- [Work to complete]
Select and copy each line of the data below that contains the string "white", treating uppercase and lowercase letters as different.

[Raw records]
----

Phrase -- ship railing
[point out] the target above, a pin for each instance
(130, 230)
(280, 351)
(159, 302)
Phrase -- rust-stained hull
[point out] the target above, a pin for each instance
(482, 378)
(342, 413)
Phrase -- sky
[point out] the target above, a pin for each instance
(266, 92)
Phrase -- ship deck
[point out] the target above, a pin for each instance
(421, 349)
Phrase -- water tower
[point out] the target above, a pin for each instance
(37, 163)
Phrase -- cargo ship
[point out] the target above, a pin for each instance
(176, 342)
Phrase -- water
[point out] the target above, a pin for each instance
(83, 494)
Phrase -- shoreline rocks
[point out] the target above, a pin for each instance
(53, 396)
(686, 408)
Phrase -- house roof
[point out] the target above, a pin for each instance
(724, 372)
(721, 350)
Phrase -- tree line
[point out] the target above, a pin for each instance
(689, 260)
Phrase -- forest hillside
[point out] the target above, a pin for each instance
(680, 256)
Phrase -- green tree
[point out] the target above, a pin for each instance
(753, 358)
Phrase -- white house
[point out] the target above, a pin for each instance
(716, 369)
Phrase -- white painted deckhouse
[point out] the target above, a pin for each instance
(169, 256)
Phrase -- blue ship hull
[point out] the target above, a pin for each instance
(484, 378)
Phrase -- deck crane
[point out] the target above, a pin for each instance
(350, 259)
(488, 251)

----

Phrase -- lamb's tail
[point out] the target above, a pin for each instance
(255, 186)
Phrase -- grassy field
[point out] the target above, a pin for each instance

----

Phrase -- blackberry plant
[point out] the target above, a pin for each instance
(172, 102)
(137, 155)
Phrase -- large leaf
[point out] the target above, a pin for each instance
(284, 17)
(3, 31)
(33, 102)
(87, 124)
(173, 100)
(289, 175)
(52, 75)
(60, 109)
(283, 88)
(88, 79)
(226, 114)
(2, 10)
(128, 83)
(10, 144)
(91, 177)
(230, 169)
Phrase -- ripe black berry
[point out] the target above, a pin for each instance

----

- [Reply]
Phrase -- white house
Phrase -- white painted deckhouse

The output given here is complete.